• _TASK INSTRUCTIONS_: Format the material as a numbered list, beginning with its first line and continuing through the line that contains "[263,352,380,510]". Omit the blank lines and the pictures.

(Detection annotation records)
►
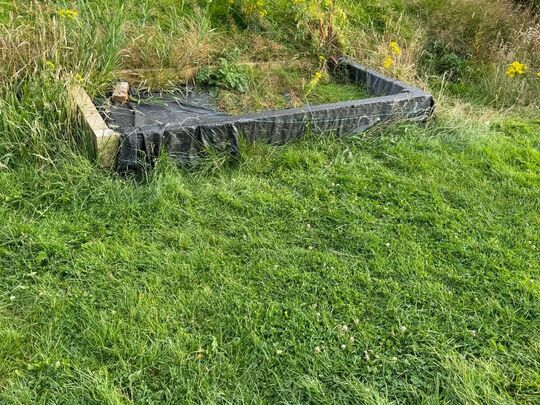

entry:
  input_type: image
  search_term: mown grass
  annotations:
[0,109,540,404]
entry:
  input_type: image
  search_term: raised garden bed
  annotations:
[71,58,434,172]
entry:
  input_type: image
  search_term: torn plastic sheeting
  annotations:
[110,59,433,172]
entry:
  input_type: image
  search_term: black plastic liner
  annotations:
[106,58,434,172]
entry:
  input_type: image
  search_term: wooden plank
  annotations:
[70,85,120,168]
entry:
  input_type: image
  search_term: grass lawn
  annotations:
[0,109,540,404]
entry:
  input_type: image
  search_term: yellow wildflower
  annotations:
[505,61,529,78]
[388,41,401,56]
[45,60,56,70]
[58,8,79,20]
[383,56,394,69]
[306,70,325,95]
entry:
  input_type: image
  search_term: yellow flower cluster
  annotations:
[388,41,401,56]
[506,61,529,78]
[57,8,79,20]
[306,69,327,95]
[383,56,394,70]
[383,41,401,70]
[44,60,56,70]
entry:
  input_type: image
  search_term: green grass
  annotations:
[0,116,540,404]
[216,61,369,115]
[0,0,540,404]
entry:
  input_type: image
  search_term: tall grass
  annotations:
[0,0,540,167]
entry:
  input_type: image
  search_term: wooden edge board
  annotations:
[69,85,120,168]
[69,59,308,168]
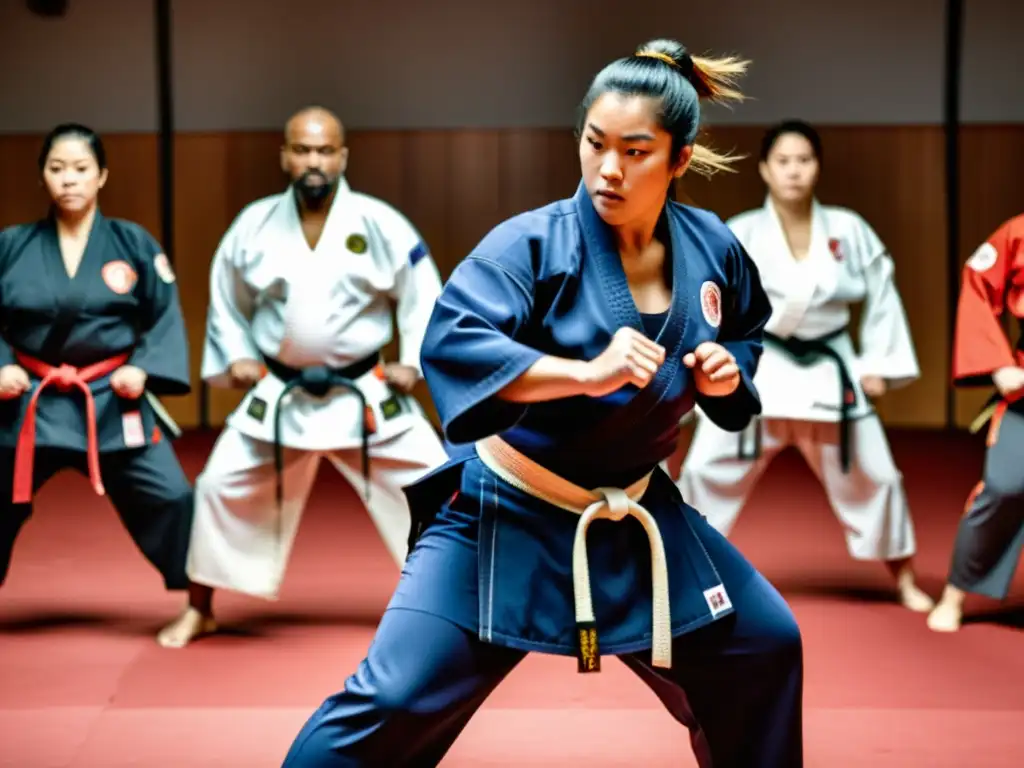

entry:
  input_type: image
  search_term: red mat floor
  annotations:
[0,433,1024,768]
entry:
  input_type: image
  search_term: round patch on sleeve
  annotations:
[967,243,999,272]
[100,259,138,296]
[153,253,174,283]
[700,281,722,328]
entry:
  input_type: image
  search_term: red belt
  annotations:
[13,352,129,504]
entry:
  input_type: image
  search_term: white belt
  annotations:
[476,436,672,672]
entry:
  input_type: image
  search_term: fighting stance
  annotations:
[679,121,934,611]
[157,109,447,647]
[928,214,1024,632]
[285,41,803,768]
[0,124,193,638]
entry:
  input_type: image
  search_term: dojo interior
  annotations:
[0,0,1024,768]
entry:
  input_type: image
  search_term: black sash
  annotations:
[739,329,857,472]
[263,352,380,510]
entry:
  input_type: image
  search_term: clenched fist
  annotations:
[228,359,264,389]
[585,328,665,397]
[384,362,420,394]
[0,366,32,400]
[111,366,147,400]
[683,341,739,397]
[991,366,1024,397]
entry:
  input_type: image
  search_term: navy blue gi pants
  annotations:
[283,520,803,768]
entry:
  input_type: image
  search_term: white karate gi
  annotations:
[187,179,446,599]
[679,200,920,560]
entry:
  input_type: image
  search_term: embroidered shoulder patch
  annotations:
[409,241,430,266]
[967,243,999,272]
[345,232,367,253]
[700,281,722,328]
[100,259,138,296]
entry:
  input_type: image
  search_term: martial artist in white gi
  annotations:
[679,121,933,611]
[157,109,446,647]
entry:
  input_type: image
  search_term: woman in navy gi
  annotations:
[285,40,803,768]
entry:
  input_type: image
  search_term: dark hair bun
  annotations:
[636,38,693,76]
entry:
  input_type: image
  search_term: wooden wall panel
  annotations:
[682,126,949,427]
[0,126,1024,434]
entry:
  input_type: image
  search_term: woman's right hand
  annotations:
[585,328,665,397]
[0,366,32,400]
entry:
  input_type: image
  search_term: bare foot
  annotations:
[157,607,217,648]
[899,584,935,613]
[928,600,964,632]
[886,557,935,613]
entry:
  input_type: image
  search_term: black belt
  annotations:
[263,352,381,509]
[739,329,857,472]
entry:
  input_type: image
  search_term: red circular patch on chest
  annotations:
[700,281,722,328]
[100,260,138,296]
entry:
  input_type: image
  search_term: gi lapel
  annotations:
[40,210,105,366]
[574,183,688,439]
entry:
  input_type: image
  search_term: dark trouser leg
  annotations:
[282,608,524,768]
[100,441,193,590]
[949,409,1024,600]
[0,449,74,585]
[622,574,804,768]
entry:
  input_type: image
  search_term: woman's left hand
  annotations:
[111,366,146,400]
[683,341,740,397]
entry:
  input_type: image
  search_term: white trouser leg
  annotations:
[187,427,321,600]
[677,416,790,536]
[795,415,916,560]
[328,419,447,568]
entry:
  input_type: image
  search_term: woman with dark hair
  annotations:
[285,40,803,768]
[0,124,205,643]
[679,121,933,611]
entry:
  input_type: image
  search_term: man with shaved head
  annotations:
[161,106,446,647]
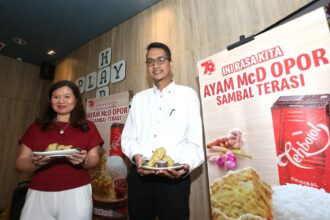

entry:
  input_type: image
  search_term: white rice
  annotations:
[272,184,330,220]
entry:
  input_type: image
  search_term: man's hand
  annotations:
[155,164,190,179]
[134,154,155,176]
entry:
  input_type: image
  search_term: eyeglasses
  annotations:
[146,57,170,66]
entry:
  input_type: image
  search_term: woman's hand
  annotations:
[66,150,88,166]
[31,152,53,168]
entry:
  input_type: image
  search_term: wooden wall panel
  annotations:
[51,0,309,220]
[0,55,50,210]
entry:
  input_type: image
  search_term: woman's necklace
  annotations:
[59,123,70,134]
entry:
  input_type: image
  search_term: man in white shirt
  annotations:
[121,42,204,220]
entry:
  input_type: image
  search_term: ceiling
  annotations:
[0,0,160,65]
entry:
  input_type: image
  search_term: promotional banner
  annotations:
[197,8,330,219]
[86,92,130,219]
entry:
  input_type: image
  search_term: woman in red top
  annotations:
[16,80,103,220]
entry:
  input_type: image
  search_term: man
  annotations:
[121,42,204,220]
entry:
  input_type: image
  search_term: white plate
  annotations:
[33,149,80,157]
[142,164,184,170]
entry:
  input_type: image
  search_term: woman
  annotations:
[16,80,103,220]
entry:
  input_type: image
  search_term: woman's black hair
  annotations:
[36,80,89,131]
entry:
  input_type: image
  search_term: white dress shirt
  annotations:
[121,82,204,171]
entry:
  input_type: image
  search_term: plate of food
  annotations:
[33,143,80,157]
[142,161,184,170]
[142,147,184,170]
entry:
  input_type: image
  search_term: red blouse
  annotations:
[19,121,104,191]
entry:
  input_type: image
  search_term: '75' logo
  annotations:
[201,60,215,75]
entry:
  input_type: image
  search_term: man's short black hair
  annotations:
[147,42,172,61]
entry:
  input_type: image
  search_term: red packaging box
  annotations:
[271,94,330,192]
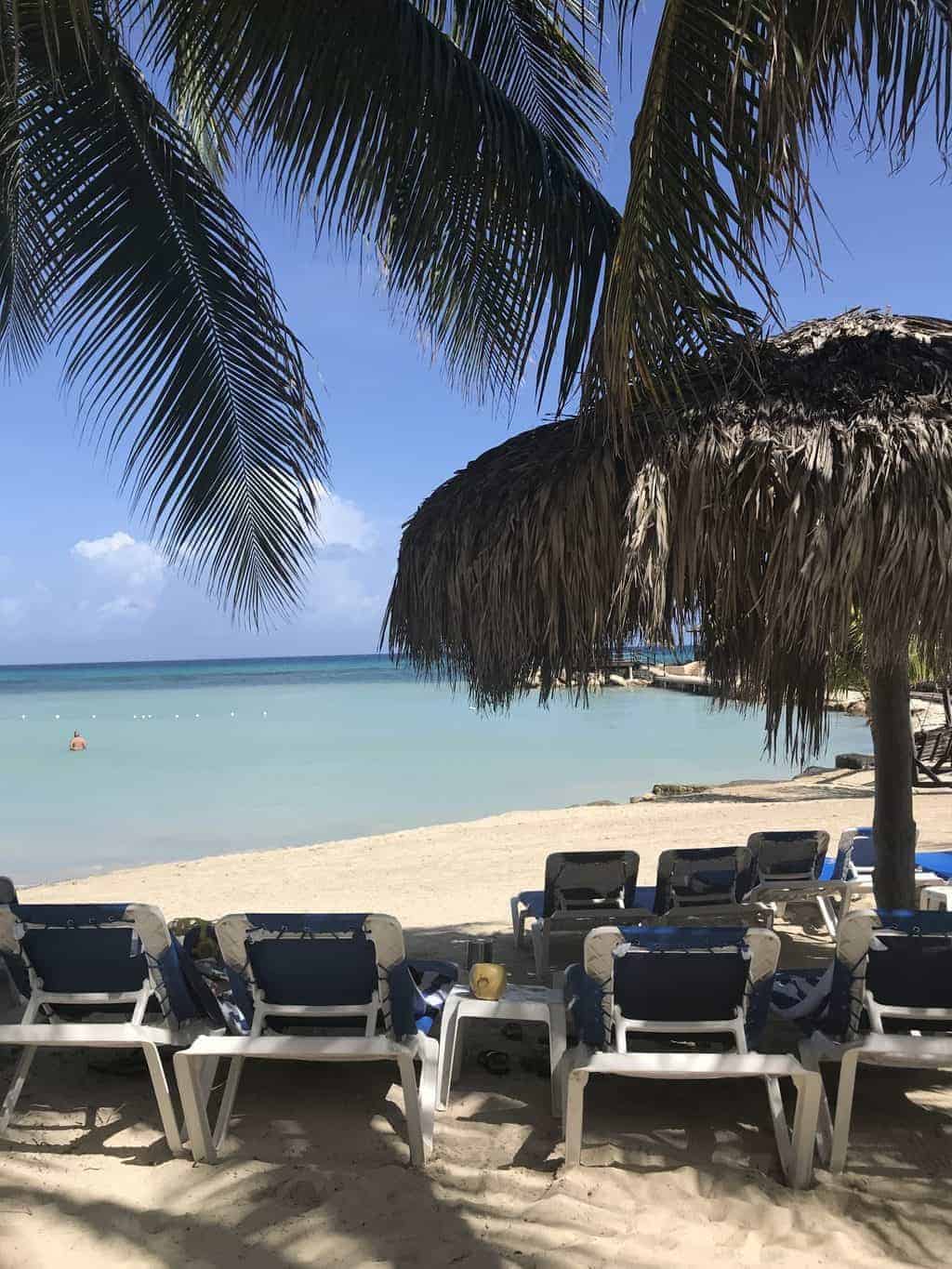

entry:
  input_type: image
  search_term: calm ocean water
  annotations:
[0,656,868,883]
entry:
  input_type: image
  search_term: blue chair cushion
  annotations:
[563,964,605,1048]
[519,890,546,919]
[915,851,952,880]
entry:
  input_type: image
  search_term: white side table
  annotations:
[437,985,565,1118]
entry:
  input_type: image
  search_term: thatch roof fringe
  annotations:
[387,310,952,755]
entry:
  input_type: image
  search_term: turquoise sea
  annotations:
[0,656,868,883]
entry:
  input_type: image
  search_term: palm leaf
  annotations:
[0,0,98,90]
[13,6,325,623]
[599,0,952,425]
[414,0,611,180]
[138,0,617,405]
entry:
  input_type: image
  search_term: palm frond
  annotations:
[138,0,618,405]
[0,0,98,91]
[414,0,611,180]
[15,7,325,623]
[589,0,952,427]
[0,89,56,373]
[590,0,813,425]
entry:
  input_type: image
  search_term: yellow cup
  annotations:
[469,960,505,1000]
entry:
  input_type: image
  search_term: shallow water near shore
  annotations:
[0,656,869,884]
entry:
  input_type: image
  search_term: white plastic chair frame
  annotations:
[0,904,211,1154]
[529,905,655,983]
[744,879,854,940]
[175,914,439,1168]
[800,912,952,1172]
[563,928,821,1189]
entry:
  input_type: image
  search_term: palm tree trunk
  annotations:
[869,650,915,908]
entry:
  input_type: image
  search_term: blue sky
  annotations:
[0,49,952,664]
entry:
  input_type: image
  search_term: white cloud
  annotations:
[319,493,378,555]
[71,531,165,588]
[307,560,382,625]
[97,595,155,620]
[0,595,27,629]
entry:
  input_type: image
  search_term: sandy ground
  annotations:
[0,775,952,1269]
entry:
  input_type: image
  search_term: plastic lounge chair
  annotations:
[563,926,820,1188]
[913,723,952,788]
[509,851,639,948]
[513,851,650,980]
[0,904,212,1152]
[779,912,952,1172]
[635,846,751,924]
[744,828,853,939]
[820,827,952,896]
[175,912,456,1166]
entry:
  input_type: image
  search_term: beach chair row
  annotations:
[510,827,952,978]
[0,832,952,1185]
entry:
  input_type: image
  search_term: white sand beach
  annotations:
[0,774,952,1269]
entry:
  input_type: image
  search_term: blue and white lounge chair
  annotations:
◄
• _FULL ANSWER_:
1. entry:
2.   input_type: image
3.   search_term: mown grass
4.   annotations:
5. [0,109,540,404]
6. entry:
7.   input_type: image
8.   search_term: raised garden bed
9.   annotations:
10. [71,58,434,172]
11. entry:
12.   input_type: image
13.   search_term: torn plastic sheeting
14.   annotations:
15. [110,59,433,172]
16. entry:
17.   input_type: image
18.   search_term: black plastic liner
19.   annotations:
20. [106,58,434,172]
21. entry:
22.   input_type: image
23.   search_term: wooden plank
24.   annotations:
25. [70,85,120,168]
26. entry:
27.   input_type: image
28.   search_term: grass lawn
29.   annotations:
30. [0,109,540,404]
31. entry:
32.   input_type: image
33.   search_term: yellow wildflower
34.   annotations:
35. [505,61,529,78]
36. [388,41,401,56]
37. [45,60,56,70]
38. [58,8,79,20]
39. [383,56,394,69]
40. [306,70,325,95]
41. entry:
42.   input_type: image
43.   search_term: yellow flower cluster
44.   annotations:
45. [388,41,401,56]
46. [506,61,529,78]
47. [57,8,79,20]
48. [306,69,327,95]
49. [383,56,394,70]
50. [383,41,401,70]
51. [44,60,56,70]
52. entry:
53.   input_type: image
54.   search_term: green grass
55.   annotations:
56. [0,116,540,404]
57. [216,61,369,115]
58. [0,0,540,404]
59. entry:
60.   input_type: image
61.   search_term: tall grass
62.   annotations:
63. [0,0,540,167]
64. entry:
65.   input_type: image
66.   search_term: wooden edge board
67.   annotations:
68. [69,85,120,168]
69. [69,59,308,168]
70. entry:
71.   input_type: image
72.   search_term: red mat floor
73.   annotations:
74. [0,433,1024,768]
75. entry:
76.   input_type: image
77.   search_term: round patch on sleeve
78.   annotations:
79. [967,243,999,272]
80. [100,259,138,296]
81. [153,253,174,283]
82. [700,281,722,328]
83. entry:
84.   input_type: image
85.   search_term: red belt
86.   annotations:
87. [13,352,129,504]
88. entry:
89.   input_type: image
90.   search_term: white belt
91.   annotations:
92. [476,436,672,672]
93. entry:
94.   input_type: image
95.   search_term: fighting stance
96.   annotations:
97. [679,121,934,611]
98. [157,109,447,647]
99. [928,214,1024,632]
100. [285,41,803,768]
101. [0,124,193,638]
102. entry:
103.   input_type: image
104.   search_term: dojo interior
105.   annotations:
106. [0,0,1024,768]
107. entry:
108.   input_type: image
109.   search_term: black sash
110.   annotations:
111. [739,329,857,472]
112. [263,352,380,510]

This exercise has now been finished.